--- TASK STATEMENT ---
Format the items below as a numbered list, leaving out blank lines and the pictures themselves.

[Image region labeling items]
..............................
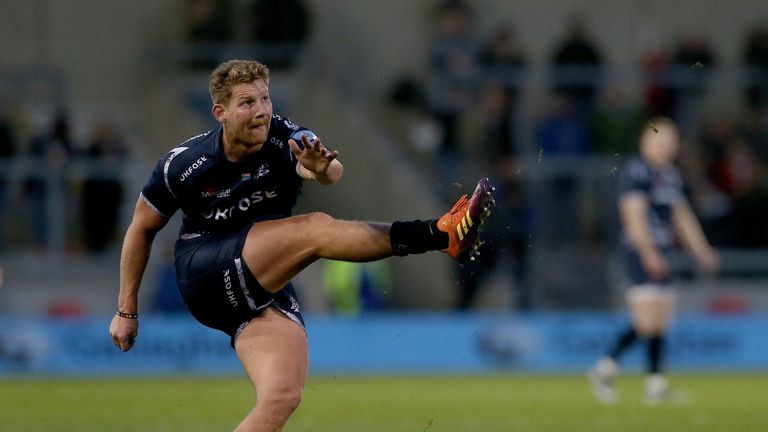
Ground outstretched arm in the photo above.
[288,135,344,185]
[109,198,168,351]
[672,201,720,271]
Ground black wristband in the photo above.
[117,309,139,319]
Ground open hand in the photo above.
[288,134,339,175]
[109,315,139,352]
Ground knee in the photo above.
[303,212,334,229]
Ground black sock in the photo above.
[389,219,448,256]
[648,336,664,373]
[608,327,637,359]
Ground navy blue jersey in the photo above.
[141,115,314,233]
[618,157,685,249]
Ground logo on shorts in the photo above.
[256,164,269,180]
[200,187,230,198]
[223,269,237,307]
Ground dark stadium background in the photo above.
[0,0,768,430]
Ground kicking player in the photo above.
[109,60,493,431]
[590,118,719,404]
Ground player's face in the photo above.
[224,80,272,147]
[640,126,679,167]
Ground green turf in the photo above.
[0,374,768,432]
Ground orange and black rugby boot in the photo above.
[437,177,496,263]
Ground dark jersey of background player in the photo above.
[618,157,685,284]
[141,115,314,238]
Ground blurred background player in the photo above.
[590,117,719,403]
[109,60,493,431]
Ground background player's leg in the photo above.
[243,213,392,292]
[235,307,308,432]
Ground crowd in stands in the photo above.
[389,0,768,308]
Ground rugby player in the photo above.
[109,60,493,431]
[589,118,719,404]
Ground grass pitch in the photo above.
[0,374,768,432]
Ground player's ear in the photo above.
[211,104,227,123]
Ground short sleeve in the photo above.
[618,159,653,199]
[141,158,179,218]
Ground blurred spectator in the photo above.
..............................
--- THE RESULT ---
1. Ground outstretched arm in the photo above.
2. [288,135,344,185]
3. [109,198,168,351]
4. [672,201,720,271]
5. Ground black wristband in the photo above.
6. [117,309,139,319]
7. Ground open hand in the photo above.
8. [288,134,339,175]
9. [109,315,139,352]
10. Ground knee in the photo above.
11. [303,212,334,229]
12. Ground black sock in the photo above.
13. [389,219,448,256]
14. [648,336,664,373]
15. [608,327,637,359]
16. Ground navy blue jersey in the photo above.
17. [141,115,314,233]
18. [618,157,685,249]
19. Ground logo on shorts in the photo above.
20. [256,164,269,180]
21. [200,187,230,198]
22. [223,269,237,307]
23. Ground dark stadium background in the photo above.
24. [0,0,768,430]
25. Ground kicking player in the photo above.
26. [109,60,493,431]
27. [590,118,719,404]
28. Ground player's face in the photo above.
29. [224,80,272,147]
30. [640,126,679,167]
31. Ground green turf in the photo above.
32. [0,374,768,432]
33. Ground orange and black rugby boot in the photo above.
34. [437,177,496,263]
35. Ground dark jersey of background player in the photo above.
36. [618,157,685,284]
37. [141,115,314,238]
38. Ground blurred background player in the photo above.
39. [590,117,719,403]
40. [109,60,493,431]
41. Ground background player's leg in the photo above.
42. [243,213,392,292]
43. [235,307,308,432]
44. Ground crowd in stands in the photo above.
45. [389,0,768,308]
46. Ground rugby player in the photo above.
47. [109,60,493,431]
48. [589,118,719,404]
49. Ground grass pitch in the photo above.
50. [0,374,768,432]
51. Ground player's ear in the photo above.
52. [211,104,227,123]
53. Ground short sleeve in the photo above.
54. [618,159,653,199]
55. [141,158,179,218]
56. Ground blurred spectator in the photo above.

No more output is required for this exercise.